------ Record extracts ------

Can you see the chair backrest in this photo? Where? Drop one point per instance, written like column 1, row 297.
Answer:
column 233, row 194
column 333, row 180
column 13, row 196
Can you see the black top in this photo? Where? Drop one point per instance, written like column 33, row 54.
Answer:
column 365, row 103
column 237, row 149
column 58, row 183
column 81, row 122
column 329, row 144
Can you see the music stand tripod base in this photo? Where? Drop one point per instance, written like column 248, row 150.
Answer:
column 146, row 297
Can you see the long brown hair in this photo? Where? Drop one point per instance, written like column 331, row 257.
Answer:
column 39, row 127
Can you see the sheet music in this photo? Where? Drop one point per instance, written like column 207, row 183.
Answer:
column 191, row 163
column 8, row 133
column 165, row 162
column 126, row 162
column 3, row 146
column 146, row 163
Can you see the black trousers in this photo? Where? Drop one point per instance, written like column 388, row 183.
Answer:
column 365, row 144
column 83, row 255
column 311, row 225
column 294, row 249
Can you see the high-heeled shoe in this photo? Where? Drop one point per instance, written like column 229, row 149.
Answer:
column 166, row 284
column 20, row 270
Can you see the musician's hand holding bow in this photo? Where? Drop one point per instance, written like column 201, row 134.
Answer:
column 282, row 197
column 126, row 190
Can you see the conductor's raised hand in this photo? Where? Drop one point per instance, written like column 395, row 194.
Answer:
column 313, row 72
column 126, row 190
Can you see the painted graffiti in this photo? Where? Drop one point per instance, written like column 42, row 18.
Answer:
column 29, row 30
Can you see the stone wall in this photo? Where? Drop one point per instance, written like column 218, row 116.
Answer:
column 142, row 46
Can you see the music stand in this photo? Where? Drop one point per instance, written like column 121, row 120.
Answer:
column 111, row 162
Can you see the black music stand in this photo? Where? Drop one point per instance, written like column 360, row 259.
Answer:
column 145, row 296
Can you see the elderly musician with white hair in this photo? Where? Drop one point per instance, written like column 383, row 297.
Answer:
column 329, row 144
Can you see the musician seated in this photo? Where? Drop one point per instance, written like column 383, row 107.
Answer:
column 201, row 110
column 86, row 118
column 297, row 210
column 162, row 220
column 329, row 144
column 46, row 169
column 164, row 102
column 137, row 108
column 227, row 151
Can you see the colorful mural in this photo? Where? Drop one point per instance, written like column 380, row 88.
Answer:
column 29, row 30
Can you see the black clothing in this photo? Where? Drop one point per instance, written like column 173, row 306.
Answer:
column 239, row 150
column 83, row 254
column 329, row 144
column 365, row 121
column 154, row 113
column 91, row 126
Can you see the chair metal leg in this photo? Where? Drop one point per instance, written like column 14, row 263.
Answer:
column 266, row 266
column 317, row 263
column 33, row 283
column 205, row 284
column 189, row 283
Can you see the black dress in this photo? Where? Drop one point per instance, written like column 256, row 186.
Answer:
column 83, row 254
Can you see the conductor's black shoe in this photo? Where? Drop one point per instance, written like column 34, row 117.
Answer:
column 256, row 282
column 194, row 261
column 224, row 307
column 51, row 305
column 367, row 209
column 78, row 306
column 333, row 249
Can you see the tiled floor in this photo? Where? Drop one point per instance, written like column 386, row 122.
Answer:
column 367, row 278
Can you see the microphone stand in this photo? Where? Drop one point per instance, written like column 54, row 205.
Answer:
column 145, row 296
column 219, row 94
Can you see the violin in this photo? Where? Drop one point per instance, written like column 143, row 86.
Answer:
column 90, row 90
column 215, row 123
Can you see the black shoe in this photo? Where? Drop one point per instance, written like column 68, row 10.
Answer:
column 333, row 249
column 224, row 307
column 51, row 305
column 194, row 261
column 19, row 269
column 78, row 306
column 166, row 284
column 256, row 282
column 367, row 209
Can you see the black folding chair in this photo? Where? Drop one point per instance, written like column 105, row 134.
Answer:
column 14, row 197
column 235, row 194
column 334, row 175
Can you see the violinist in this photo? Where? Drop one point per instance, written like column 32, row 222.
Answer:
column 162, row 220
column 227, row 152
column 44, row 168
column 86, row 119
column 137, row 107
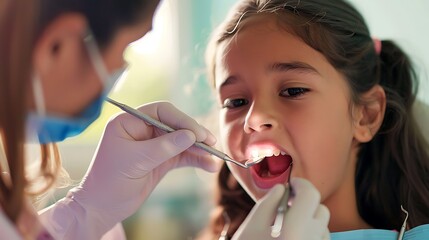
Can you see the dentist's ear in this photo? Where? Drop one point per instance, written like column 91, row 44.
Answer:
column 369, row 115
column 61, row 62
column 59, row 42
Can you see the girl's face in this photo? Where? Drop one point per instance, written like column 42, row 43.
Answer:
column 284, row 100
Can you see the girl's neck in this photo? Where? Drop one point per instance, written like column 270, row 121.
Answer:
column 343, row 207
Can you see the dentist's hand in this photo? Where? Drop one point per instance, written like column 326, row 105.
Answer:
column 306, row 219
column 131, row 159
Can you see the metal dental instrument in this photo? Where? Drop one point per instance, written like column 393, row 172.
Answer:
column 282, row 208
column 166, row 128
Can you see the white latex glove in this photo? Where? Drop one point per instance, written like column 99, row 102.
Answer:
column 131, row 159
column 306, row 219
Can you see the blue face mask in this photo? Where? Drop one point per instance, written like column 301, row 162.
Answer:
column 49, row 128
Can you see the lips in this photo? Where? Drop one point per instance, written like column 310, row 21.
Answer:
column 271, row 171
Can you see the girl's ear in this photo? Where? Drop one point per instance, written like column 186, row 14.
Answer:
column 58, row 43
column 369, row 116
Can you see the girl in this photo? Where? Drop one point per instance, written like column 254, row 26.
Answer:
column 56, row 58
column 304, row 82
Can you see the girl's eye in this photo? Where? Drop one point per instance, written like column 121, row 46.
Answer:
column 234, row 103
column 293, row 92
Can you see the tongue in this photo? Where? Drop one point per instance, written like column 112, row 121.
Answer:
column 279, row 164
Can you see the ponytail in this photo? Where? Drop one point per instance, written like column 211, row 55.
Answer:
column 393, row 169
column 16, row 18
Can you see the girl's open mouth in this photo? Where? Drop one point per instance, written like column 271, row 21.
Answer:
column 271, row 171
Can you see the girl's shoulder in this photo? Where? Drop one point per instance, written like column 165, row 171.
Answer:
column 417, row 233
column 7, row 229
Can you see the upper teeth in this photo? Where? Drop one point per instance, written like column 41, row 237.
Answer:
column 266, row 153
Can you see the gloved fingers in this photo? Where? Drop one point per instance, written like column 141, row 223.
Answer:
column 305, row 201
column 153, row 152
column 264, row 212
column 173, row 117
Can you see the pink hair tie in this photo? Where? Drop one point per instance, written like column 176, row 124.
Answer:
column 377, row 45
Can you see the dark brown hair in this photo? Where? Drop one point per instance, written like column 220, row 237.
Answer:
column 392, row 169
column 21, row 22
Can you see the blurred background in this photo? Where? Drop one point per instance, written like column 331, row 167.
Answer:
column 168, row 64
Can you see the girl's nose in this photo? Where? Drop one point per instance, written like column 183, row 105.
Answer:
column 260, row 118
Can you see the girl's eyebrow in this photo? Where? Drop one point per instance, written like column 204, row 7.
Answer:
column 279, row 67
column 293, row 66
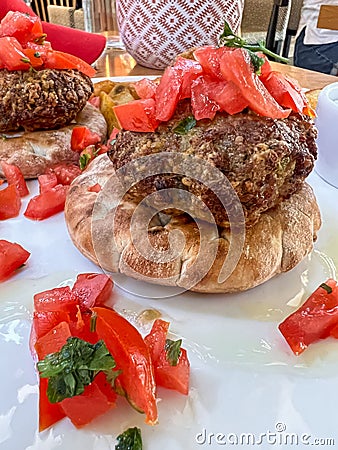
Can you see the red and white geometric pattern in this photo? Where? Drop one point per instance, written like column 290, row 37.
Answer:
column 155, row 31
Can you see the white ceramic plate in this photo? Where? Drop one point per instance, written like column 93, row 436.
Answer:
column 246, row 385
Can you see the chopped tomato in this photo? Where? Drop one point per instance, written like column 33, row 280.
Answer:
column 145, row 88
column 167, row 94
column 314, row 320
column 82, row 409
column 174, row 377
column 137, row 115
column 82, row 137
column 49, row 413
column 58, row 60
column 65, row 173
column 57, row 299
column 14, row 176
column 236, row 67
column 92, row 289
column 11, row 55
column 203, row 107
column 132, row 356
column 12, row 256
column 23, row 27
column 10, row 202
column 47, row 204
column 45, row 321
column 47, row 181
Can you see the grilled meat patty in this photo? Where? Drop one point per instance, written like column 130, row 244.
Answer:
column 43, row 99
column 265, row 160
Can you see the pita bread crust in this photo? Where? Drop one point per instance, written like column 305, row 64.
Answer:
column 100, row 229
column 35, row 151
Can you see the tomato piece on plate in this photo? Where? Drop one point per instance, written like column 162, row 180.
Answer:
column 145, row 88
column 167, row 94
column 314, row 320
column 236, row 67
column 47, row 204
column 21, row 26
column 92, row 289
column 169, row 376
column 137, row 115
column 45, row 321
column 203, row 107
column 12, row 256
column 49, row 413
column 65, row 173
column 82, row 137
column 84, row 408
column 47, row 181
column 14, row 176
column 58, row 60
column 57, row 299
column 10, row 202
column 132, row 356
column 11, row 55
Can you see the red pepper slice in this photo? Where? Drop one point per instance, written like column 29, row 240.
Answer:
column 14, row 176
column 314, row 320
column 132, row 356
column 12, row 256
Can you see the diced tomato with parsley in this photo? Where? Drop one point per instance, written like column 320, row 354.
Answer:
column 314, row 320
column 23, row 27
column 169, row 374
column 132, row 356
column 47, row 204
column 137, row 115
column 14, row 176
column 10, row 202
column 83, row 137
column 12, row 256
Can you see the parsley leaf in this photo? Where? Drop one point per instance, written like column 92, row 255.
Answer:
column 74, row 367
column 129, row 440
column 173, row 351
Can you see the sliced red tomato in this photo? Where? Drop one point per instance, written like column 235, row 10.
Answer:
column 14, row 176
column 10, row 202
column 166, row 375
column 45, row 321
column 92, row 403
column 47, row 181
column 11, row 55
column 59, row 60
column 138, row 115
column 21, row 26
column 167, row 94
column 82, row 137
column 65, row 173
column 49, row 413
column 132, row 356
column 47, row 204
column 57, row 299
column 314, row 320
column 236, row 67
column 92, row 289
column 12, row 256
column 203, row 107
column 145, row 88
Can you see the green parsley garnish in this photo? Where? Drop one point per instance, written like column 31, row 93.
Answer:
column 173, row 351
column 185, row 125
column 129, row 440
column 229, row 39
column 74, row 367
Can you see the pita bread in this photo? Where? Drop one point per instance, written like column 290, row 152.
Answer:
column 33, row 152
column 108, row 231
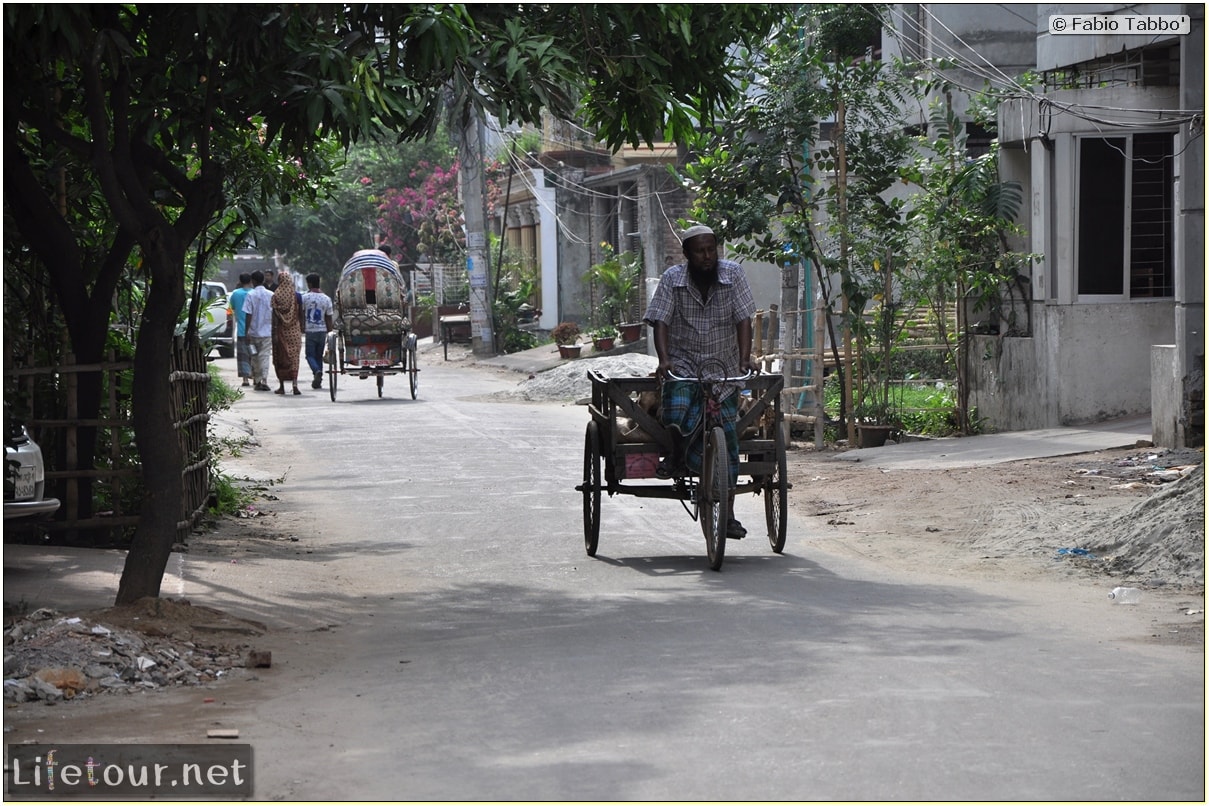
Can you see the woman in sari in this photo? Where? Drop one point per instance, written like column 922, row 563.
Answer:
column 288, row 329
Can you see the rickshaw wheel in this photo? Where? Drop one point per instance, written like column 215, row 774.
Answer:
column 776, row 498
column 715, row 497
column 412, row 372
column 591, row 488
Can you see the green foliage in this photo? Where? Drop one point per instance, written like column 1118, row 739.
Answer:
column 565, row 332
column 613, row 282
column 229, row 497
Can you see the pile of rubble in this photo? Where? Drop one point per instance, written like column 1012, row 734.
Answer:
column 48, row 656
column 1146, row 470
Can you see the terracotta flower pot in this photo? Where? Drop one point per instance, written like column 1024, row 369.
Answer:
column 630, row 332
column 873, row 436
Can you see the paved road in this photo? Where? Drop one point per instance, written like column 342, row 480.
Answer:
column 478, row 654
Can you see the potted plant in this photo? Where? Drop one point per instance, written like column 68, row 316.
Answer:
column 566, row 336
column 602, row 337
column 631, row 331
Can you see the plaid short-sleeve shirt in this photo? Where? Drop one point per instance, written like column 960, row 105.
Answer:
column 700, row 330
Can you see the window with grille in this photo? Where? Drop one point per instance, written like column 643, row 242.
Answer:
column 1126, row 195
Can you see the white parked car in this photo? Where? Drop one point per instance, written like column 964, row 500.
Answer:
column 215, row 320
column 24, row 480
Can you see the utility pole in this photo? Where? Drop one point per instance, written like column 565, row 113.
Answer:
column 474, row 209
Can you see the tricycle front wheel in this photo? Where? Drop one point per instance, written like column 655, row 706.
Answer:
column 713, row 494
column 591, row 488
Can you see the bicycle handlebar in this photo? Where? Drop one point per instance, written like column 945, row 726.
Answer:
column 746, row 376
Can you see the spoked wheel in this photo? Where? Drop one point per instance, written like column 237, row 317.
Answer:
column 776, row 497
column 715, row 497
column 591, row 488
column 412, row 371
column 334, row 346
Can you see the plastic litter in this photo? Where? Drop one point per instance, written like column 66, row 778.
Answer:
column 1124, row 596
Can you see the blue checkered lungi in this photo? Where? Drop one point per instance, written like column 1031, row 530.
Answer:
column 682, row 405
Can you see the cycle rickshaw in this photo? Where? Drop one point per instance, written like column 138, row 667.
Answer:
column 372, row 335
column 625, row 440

------

## What needs to be done:
Copy every line where the word "dentist" is present in the entries above.

## Response area:
Can you see the dentist's ear in this photo? Where? Drop one point per instance, written like column 91, row 44.
Can you see the dentist's hand in this photo? Where? Drop one point per instance, written like column 326, row 105.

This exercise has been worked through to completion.